**Work instruction**
In the listing that follows, determine how many lines include the word "instance". Respond with that number alone.

**Dataset extract**
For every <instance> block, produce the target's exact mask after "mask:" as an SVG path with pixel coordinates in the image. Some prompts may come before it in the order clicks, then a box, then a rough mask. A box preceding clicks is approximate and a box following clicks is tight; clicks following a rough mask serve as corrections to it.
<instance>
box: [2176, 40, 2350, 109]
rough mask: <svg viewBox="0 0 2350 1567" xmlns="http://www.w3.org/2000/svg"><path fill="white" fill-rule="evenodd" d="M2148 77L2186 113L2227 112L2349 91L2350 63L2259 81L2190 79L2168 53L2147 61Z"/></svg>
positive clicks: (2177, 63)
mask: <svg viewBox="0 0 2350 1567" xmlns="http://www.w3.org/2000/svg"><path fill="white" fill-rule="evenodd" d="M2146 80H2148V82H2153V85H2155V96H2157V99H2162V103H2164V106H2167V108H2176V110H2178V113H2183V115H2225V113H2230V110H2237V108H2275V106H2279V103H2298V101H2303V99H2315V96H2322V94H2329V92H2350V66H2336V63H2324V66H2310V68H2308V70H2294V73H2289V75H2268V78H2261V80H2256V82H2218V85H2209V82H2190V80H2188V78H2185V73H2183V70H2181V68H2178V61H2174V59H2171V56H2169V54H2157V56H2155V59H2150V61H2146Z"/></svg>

**Exercise response**
2